> [LEESTEKST]:
We boeken een romantisch hotelletje in de buurt van Toulouse. Willemine wil namelijk nooit in een gewoon groot modern hotel. Het heet la Villa des Violettes, en later zien we deze kleur ruimschoots terug in onze kamer. We boeken 2 nachten, kunnen we maandag Toulouse bekijken (zijn de meeste winkels gesloten evenals de musea). La Villa des Violettes ligt nabij een dorp genaamd Aucamville, aan de andere kant van Toulouse dan waar zich Ort bevindt (dit was een foutje, toegegeven). Het blijkt een privé huis uit tijden dat de buurt nog chique was. Nu is het omgeven door bouwvallen en kleine ondernemers. En door een hoge muur waarin een stevig gesloten poort. Eerst rijden we er een paar keer voorbij omdat dit geenszins op een hotel lijkt. Maar de gps weet het zeker, dus bellen we aan de poort. Na enkele minuten zwaait deze open om een Danseuse Française los te laten die ons van harte welkom heet en er op staat ons te helpen met het chaufferen naar de parking. Sandrine heet zij. We worden in haar salon genodigd voor een kopje thee. Ja kamers verhuren doet zij voor haar plezier, al negen jaar. Haar man is huisarts met een praktijk in Toulouse. Vandaar. (We hebben hem dan ook nooit gezien, maar Willemine kreeg via Sandrine wel antibiotica vanwege een hardnekkige neusholte ontsteking.)
Bij Sandrine ben je meteen thuis. De kamer is prima, afgezien van de kleuren en Sandrine is gewoon blij dat je er bent. Na ons de volgende ochtend te hebben verwend met ontbijt, zwaait ze ons uit op weg naar de bushalte. Bus 29 stopt vrijwel voor haar poort. Toulouse hadden we nog nooit goed bekeken, maar het blijkt een boeiende oude stad met herinneringen aan de vervolgde Katharen en andere middeleeuwse toestanden. Kortom een leuke dag en ’s avonds acht uur de laatste bus 29 terug naar Aucamville, samen met de veelkleurige populatie die blijkbaar een voorkeur heeft voor deze buslijn..

> [GEGEVEN REGELS]:
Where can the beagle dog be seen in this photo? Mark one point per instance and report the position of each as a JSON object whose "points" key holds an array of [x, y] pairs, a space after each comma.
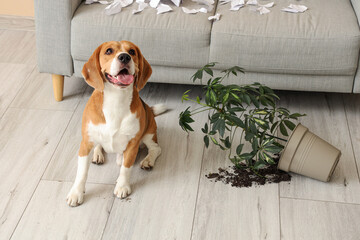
{"points": [[115, 117]]}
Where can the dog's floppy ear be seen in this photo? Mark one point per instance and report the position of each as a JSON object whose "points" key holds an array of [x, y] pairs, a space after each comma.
{"points": [[92, 71], [144, 72]]}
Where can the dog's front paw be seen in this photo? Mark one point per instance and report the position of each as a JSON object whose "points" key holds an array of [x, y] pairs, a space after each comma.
{"points": [[147, 164], [122, 191], [75, 197], [98, 157]]}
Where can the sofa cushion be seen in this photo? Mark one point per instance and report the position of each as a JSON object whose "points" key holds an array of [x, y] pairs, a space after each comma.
{"points": [[171, 39], [323, 40]]}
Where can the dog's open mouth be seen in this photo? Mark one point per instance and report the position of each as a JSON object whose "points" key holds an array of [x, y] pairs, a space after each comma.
{"points": [[124, 78]]}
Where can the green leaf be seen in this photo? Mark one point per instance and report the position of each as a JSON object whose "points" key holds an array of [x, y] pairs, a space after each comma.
{"points": [[214, 140], [227, 142], [237, 121], [252, 127], [296, 115], [209, 71], [206, 141], [254, 145], [239, 149], [205, 129], [198, 99], [246, 156], [261, 122], [273, 149], [283, 129], [268, 158], [289, 124]]}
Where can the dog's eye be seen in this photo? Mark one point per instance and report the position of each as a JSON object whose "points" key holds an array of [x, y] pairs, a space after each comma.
{"points": [[108, 51], [132, 52]]}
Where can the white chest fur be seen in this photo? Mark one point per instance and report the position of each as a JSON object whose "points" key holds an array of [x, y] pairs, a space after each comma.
{"points": [[121, 125]]}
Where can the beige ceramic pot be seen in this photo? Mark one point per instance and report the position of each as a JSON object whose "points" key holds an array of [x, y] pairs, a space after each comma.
{"points": [[307, 154]]}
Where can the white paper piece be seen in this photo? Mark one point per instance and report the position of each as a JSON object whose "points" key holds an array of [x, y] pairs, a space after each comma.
{"points": [[163, 8], [236, 5], [269, 5], [252, 2], [124, 3], [208, 4], [189, 11], [141, 7], [194, 11], [204, 2], [295, 8], [113, 8], [222, 2], [263, 10], [203, 10], [95, 1], [154, 3], [176, 2], [215, 18]]}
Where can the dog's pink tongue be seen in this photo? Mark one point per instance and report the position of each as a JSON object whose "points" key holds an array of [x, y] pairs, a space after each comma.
{"points": [[125, 79]]}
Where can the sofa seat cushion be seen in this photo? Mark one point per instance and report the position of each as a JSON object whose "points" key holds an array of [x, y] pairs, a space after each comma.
{"points": [[171, 39], [323, 40]]}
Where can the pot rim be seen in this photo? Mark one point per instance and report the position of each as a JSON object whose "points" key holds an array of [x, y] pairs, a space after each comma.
{"points": [[288, 154]]}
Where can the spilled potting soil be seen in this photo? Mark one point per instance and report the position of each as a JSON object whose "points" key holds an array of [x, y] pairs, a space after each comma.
{"points": [[239, 177]]}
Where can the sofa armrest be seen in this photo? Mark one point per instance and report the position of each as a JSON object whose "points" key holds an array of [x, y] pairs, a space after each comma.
{"points": [[52, 24]]}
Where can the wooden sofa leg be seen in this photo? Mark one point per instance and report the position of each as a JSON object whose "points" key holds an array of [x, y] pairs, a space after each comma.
{"points": [[58, 85]]}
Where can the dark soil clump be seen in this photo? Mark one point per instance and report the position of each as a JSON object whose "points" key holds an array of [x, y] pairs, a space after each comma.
{"points": [[243, 177]]}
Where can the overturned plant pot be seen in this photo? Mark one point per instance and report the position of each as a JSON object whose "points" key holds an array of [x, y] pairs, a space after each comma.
{"points": [[309, 155]]}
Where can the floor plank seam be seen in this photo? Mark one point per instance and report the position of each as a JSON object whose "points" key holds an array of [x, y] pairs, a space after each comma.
{"points": [[17, 92], [107, 220], [68, 181], [40, 179], [197, 193], [350, 136], [57, 145], [323, 201]]}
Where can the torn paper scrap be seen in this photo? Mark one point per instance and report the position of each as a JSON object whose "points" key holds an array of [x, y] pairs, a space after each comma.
{"points": [[176, 2], [194, 11], [163, 8], [263, 10], [95, 1], [222, 2], [236, 5], [215, 18], [268, 5], [203, 10], [154, 3], [124, 3], [189, 11], [141, 7], [252, 2], [295, 8], [208, 3], [113, 8], [204, 2]]}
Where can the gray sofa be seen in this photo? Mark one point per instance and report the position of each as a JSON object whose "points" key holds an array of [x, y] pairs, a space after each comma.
{"points": [[317, 50]]}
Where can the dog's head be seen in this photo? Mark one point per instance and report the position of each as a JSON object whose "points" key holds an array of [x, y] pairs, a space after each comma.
{"points": [[119, 63]]}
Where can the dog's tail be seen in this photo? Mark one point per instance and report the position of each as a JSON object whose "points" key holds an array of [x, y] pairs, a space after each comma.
{"points": [[159, 109]]}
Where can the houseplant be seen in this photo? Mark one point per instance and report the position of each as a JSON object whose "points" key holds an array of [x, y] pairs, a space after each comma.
{"points": [[250, 113]]}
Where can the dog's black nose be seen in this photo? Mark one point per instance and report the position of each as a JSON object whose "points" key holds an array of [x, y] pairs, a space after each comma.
{"points": [[124, 58]]}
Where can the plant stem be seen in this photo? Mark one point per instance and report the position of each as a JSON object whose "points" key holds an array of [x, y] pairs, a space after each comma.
{"points": [[269, 135]]}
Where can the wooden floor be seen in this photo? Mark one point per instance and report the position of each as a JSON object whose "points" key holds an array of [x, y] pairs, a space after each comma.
{"points": [[39, 140]]}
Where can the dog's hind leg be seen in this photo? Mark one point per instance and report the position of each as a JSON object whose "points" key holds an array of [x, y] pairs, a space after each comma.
{"points": [[154, 150], [98, 157]]}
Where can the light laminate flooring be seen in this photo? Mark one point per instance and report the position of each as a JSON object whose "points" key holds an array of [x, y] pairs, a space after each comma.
{"points": [[39, 140]]}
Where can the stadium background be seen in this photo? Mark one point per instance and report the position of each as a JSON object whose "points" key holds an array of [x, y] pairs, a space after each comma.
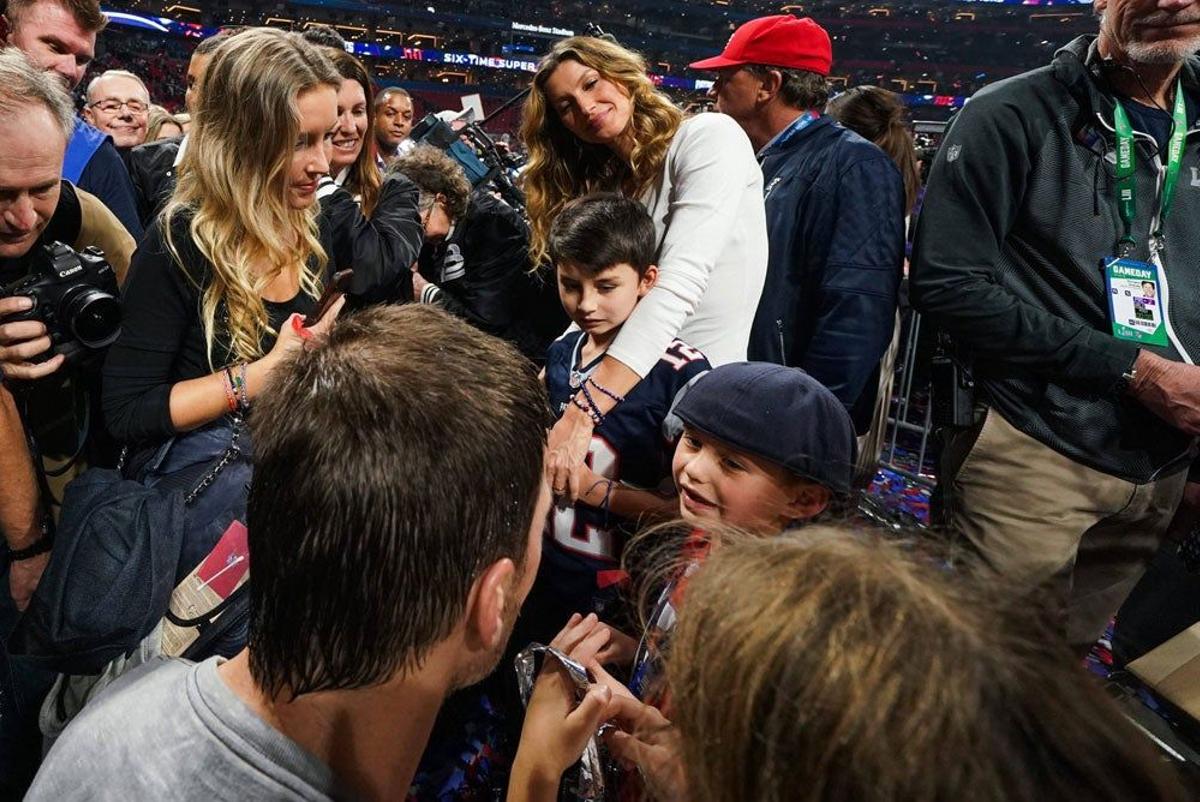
{"points": [[936, 54]]}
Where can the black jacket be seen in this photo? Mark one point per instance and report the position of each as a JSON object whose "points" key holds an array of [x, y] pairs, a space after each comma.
{"points": [[481, 274], [153, 171], [835, 222], [1020, 210]]}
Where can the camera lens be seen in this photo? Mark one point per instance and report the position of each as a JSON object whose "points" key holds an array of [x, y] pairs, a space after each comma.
{"points": [[94, 317]]}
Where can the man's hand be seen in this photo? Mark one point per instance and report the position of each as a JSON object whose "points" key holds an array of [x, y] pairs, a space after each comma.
{"points": [[23, 340], [556, 729], [651, 743], [569, 442], [1169, 389], [23, 579]]}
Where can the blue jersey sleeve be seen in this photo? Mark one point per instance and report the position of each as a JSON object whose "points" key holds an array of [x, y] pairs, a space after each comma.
{"points": [[107, 178]]}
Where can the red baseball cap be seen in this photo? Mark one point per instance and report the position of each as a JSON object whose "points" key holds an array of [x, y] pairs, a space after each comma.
{"points": [[779, 41]]}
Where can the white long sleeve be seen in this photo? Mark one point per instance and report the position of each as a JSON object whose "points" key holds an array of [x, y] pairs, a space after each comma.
{"points": [[708, 211]]}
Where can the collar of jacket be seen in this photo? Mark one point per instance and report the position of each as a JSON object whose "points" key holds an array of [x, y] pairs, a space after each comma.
{"points": [[1079, 67], [797, 138]]}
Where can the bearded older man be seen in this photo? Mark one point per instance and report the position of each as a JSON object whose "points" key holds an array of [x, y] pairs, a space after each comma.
{"points": [[1056, 193], [119, 105]]}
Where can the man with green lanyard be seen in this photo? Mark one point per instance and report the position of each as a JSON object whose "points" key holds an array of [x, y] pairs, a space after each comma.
{"points": [[1060, 249]]}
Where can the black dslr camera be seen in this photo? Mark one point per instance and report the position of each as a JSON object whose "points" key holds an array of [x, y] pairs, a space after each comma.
{"points": [[75, 295]]}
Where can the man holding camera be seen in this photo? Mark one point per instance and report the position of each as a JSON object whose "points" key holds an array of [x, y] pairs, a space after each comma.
{"points": [[36, 208]]}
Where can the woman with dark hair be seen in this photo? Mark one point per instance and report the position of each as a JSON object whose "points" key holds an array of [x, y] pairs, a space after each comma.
{"points": [[243, 250], [881, 117], [353, 163], [594, 121], [827, 665]]}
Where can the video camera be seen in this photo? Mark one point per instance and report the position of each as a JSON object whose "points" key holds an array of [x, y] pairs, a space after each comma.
{"points": [[75, 294]]}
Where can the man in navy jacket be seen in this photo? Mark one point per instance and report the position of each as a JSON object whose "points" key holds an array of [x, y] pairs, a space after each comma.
{"points": [[834, 211]]}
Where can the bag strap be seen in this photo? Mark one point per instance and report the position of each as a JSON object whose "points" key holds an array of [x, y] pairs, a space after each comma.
{"points": [[232, 453], [205, 618]]}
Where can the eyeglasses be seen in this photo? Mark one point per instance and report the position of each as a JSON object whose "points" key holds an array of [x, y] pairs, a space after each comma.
{"points": [[115, 106]]}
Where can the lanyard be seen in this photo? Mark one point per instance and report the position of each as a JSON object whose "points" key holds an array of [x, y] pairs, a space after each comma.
{"points": [[797, 125], [1127, 180]]}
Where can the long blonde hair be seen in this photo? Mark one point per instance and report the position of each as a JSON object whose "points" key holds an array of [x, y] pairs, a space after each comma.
{"points": [[828, 664], [233, 183], [562, 167]]}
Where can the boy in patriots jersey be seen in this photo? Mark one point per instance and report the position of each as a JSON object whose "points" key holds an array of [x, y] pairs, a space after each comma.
{"points": [[603, 246]]}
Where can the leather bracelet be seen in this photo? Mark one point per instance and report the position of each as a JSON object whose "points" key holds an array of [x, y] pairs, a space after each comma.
{"points": [[243, 388], [589, 411], [231, 390], [41, 546]]}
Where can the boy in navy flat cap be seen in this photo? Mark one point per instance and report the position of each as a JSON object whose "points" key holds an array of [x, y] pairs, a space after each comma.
{"points": [[763, 447]]}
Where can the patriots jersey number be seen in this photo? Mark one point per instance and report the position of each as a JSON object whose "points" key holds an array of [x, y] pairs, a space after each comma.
{"points": [[679, 354], [580, 536]]}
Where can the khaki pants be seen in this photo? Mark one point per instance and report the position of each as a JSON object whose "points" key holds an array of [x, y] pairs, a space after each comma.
{"points": [[1036, 516]]}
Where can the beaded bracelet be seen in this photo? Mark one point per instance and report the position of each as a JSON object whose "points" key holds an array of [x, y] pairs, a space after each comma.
{"points": [[231, 390], [592, 402], [243, 387], [612, 395], [591, 412]]}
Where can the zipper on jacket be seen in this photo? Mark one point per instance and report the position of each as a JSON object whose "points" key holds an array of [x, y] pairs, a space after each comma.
{"points": [[1157, 247]]}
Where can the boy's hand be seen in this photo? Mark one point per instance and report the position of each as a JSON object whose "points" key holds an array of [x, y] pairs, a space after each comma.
{"points": [[592, 486], [647, 741], [621, 650]]}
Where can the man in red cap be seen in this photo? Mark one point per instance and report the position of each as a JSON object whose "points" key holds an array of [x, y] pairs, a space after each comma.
{"points": [[835, 208]]}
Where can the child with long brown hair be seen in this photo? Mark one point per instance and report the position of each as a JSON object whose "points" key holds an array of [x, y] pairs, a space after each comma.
{"points": [[594, 121]]}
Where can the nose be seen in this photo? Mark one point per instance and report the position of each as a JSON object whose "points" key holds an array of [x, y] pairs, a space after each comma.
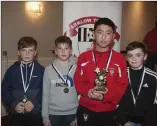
{"points": [[133, 58], [104, 36], [63, 50], [27, 53]]}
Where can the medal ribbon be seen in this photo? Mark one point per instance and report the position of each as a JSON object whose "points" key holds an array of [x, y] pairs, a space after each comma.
{"points": [[25, 86], [108, 60], [134, 99], [60, 75]]}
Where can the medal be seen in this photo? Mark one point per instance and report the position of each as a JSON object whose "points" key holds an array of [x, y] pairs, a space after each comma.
{"points": [[66, 90], [100, 80], [24, 100]]}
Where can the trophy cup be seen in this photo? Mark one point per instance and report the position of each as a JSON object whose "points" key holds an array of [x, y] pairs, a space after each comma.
{"points": [[100, 80]]}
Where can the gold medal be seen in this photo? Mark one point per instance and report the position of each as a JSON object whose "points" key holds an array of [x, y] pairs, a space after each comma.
{"points": [[66, 90]]}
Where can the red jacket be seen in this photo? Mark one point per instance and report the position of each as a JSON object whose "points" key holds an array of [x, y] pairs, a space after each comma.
{"points": [[117, 80]]}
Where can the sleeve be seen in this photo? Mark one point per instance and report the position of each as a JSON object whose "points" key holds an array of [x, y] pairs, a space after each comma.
{"points": [[38, 98], [125, 107], [45, 97], [145, 41], [81, 84], [117, 90], [6, 89]]}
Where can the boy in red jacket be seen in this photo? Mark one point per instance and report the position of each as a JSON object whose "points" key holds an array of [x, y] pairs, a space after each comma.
{"points": [[99, 66]]}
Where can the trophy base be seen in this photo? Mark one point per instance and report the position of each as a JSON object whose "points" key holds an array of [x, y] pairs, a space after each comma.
{"points": [[103, 89]]}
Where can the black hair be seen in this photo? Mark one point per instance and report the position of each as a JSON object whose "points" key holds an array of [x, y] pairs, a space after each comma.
{"points": [[104, 21], [26, 41], [63, 39], [134, 45]]}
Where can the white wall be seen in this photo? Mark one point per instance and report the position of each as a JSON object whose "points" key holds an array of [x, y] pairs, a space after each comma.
{"points": [[137, 19], [17, 23]]}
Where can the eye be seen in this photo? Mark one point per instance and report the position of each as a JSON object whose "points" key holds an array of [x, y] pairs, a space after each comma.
{"points": [[129, 56]]}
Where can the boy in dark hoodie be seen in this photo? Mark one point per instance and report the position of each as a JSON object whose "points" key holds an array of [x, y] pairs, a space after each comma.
{"points": [[22, 86]]}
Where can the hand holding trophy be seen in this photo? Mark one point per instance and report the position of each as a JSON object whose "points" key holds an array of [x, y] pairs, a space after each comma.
{"points": [[100, 80]]}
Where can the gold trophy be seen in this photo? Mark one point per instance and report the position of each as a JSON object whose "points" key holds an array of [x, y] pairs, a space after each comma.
{"points": [[100, 80]]}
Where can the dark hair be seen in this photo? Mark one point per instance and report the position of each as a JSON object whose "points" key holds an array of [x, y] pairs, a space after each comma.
{"points": [[104, 21], [26, 41], [134, 45], [63, 39]]}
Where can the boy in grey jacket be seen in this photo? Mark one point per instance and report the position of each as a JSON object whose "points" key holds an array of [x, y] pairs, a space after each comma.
{"points": [[60, 102]]}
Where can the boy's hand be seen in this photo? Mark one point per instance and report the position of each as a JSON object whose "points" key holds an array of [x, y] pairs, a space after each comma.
{"points": [[19, 107], [127, 124], [28, 106], [96, 95], [47, 123]]}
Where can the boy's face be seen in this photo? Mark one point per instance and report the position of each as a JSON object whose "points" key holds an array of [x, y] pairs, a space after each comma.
{"points": [[103, 36], [136, 58], [63, 51], [27, 54]]}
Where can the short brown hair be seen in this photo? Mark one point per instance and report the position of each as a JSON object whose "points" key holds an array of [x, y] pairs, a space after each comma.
{"points": [[134, 45], [26, 41], [63, 39]]}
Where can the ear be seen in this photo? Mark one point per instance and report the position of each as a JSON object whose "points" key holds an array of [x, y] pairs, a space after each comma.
{"points": [[114, 35], [56, 52], [18, 52], [70, 51], [93, 35], [145, 56], [35, 53]]}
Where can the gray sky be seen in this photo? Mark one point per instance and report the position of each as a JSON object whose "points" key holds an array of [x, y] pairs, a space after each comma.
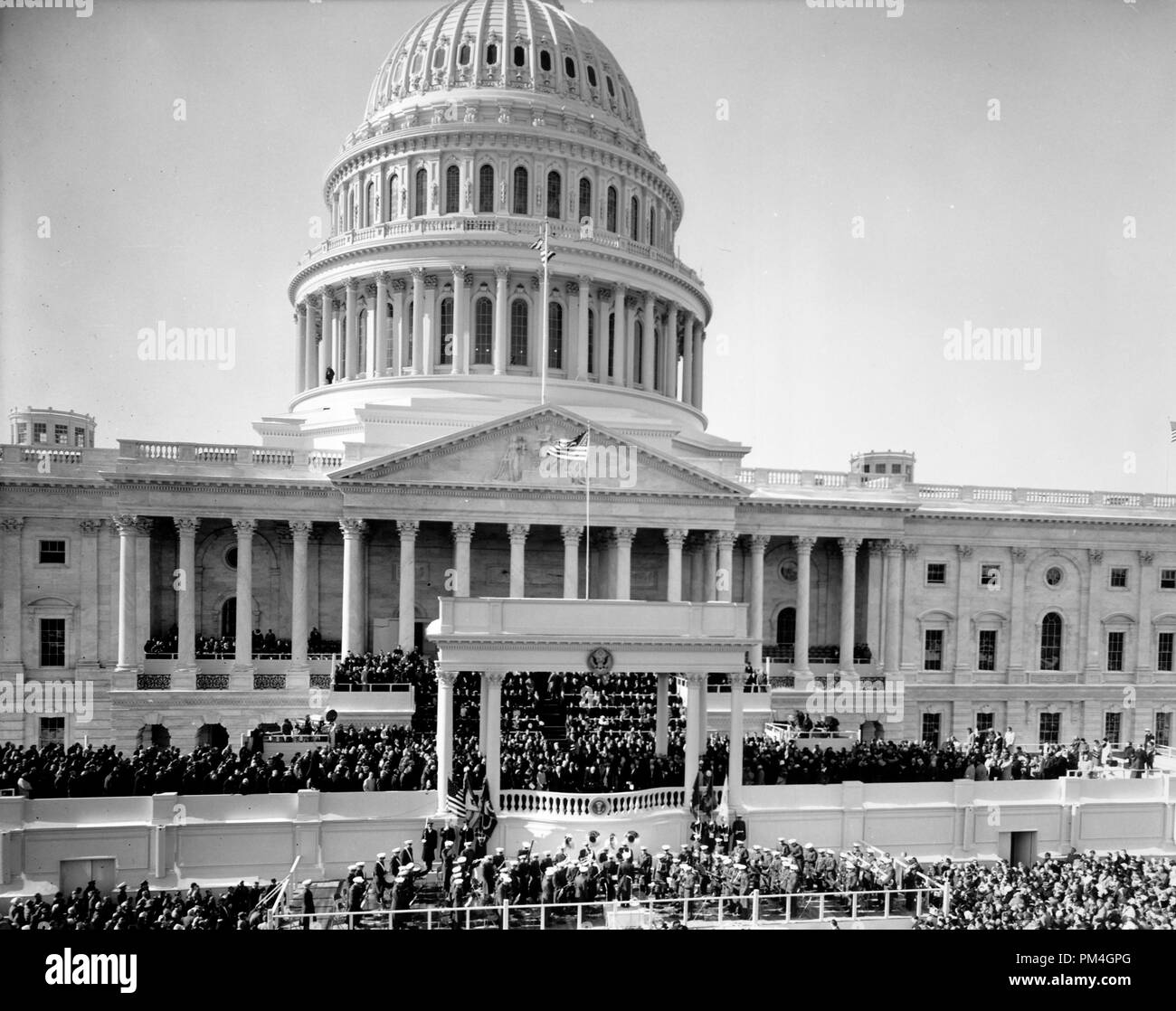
{"points": [[822, 344]]}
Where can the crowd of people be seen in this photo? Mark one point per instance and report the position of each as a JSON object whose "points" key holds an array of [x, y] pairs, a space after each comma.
{"points": [[1078, 892]]}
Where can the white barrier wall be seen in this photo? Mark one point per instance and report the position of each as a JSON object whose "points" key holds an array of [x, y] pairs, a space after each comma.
{"points": [[223, 838]]}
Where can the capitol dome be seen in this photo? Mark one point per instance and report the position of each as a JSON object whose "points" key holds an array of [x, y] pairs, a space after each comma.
{"points": [[517, 45]]}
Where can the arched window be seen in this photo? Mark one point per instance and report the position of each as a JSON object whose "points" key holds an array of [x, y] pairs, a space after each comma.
{"points": [[518, 333], [486, 189], [483, 332], [555, 335], [592, 340], [1051, 642], [451, 189], [420, 189], [554, 194], [445, 352], [786, 627], [521, 191], [584, 199]]}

> [OPDRACHTEN]:
A – Beantwoord aan de hand van de leestekst de volgende vragen:
(i) Hoeveel jaar verhuurt Sandrine al kamers?
(ii) Welk beroep heeft de man van Sandrine?
(iii) Welke bus stopt vrijwel voor de poort van Sandrine?
B – Herhaal letterlijk het gedeelte van de leestekst vanaf "Bij Sandrine ben" tot en met "voor deze buslijn..".
U hebt de regels niet nodig.

> [ANTWOORDEN PER OPDRACHT]:
A –
(i) Negen jaar.
(ii) Hij is huisarts, met een praktijk in Toulouse.
(iii) Bus 29.

B –
Bij Sandrine ben je meteen thuis. De kamer is prima, afgezien van de kleuren en Sandrine is gewoon blij dat je er bent. Na ons de volgende ochtend te hebben verwend met ontbijt, zwaait ze ons uit op weg naar de bushalte. Bus 29 stopt vrijwel voor haar poort. Toulouse hadden we nog nooit goed bekeken, maar het blijkt een boeiende oude stad met herinneringen aan de vervolgde Katharen en andere middeleeuwse toestanden. Kortom een leuke dag en ’s avonds acht uur de laatste bus 29 terug naar Aucamville, samen met de veelkleurige populatie die blijkbaar een voorkeur heeft voor deze buslijn..